§ Photo object pointing records:

— START —

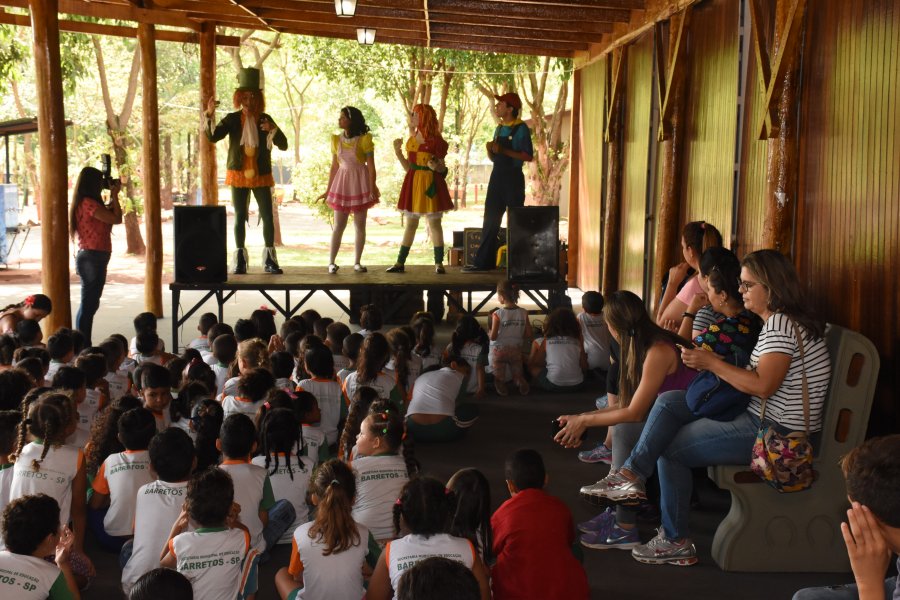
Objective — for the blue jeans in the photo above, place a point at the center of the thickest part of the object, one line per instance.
(678, 441)
(91, 267)
(281, 516)
(843, 592)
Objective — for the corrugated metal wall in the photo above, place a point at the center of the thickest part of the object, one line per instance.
(711, 114)
(848, 242)
(638, 92)
(591, 170)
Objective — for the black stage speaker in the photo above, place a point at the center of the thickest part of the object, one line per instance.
(532, 254)
(201, 255)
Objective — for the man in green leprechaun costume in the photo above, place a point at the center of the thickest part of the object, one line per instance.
(251, 135)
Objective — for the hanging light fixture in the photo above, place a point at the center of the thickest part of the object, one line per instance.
(365, 35)
(345, 8)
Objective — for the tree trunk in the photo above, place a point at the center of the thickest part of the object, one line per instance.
(133, 237)
(165, 192)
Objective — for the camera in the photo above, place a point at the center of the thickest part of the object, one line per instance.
(106, 171)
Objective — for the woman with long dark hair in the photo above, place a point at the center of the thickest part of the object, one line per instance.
(92, 220)
(351, 183)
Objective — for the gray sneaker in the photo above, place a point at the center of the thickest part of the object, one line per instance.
(615, 488)
(663, 551)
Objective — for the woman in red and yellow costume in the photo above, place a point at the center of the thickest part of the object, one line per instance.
(424, 191)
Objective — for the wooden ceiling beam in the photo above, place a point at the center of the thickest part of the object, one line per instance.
(564, 47)
(162, 35)
(538, 12)
(123, 12)
(316, 10)
(501, 24)
(516, 33)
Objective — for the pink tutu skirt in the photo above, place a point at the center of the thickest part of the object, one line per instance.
(349, 191)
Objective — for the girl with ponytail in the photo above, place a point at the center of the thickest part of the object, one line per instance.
(423, 510)
(384, 463)
(374, 355)
(651, 364)
(47, 466)
(327, 554)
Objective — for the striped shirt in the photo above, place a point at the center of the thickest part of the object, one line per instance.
(785, 406)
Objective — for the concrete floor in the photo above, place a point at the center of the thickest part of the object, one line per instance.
(506, 424)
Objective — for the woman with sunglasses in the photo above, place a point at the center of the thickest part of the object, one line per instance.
(770, 288)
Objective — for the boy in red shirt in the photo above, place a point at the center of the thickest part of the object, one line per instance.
(533, 537)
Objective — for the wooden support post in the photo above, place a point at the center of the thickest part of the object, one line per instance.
(150, 175)
(612, 227)
(52, 136)
(574, 177)
(208, 176)
(782, 152)
(671, 71)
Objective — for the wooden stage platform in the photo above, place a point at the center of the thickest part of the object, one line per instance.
(454, 286)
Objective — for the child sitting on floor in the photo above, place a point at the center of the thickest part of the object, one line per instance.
(328, 558)
(31, 529)
(212, 556)
(319, 363)
(533, 537)
(119, 478)
(207, 320)
(872, 530)
(266, 519)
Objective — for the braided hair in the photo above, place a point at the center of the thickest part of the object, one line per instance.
(389, 425)
(424, 506)
(280, 433)
(359, 408)
(50, 419)
(334, 485)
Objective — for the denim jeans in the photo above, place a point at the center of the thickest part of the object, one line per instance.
(681, 441)
(844, 592)
(506, 189)
(281, 516)
(91, 267)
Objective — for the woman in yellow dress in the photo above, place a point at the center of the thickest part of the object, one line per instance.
(424, 191)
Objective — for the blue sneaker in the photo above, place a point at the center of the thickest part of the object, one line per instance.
(598, 454)
(601, 522)
(616, 538)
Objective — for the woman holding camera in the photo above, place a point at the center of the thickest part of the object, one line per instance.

— END —

§ WORK TO COMPLETE:
Rewrite every one of the items above with "thickest part" swapped for "widest part" and nothing else altered. Omit the pictures from your answer.

§ THE OUTPUT:
Objective — for the blue jeans in the photo above, place a point at the center of the widest part of the object, one line per instance.
(678, 441)
(91, 267)
(281, 516)
(843, 592)
Objective — for the corrugated metal wall in the photo above, place a point at the center of the widest part of the object, one line per instance.
(711, 114)
(848, 242)
(638, 92)
(591, 170)
Objective — for the black stage speaker in the photo above, place a point at the center of the widest part of the object, one line per instance.
(532, 254)
(201, 255)
Objective — for the man in green leprechaun costume in the photo above, place a point at the center of the widest part of the object, one line per instance.
(251, 135)
Objective — for the hanging light fixture in the photo above, place a point at the center of the widest part of the object, one line per instance.
(365, 35)
(345, 8)
Objective — for the tree trunk in the photo above, place a point at the center of the widest part of the object, one line per instance.
(133, 237)
(165, 192)
Objective — for the camera in the photo above, place a point at the center of the widest part of the object, one line per instance.
(106, 171)
Objective — for the woman with long dark hair in the photo above, place a point at the center of the widest part of the object, one line per instance.
(92, 220)
(351, 183)
Objective — for the gray sneaker in the photo above, place a point at the center of the widest part of the object, one line per instance.
(615, 488)
(663, 551)
Objective — for the woman in red and yellow costume in the photo above, place a point at the center of the widest part of the object, one line per instance.
(424, 191)
Objective — for the wooden ceiling beam in the photo above, place a point at the center of the widest part of the object, one line per instance.
(564, 47)
(162, 35)
(538, 12)
(123, 12)
(316, 10)
(501, 24)
(516, 33)
Objective — for the pink tutu skirt in the photo above, place a point at the center of the widest part of the object, one line per instance.
(349, 191)
Objective — for the girl with ponytail in the photo above, place a point at the center of the widest part of the object, one line per instance.
(423, 510)
(384, 463)
(374, 355)
(651, 364)
(47, 466)
(327, 554)
Objective — for the striped shirt in the photo above, place a point at the center of the widest part of the object, one line per instance.
(785, 406)
Objective — for the concrete floor in the photo above, place a point at the center of the widest part of the object, one line per instance.
(506, 424)
Objective — for the woman with sunglasses in the photo above, place a point at the center of the widest part of the object, one line per instance.
(770, 288)
Objective — for the boy in red shirt in the photo above, place a point at the center of the widest part of the object, one line per instance.
(533, 537)
Objective — for the wooden support post in the photo above, place a point at the center of the widest part of the object, one line per instance.
(150, 175)
(612, 227)
(52, 136)
(574, 177)
(208, 176)
(782, 152)
(671, 71)
Objective — for the wooden stage platform in the photo above, place a point at the center of the widest part of the object, one line per instance.
(454, 286)
Objective — for the child sitting on floor in the photo above, place a point at the center of the widest part of the object, one line per instance.
(328, 558)
(31, 529)
(212, 556)
(319, 363)
(533, 537)
(119, 478)
(207, 320)
(872, 530)
(266, 519)
Objective — for the braided hair in the photo above, place a point at the center of the widest part of the object, one line per instance.
(389, 425)
(424, 506)
(280, 433)
(359, 408)
(50, 419)
(334, 485)
Objective — for the denim jeans in the photo above, place a point at the center of the widest part of the object, one line per instance.
(681, 441)
(844, 592)
(506, 189)
(281, 516)
(91, 267)
Objective — for the woman in yellow dress in the photo above, place a point at the center of the widest part of the object, one line per instance.
(424, 191)
Objective — for the blue sneaker in the photo above, place a point at the center of the widest part of the object, one line per instance.
(598, 454)
(601, 522)
(616, 538)
Objective — for the woman holding camera in the photo above, place a point at the center of the widest part of the object, one line per instance.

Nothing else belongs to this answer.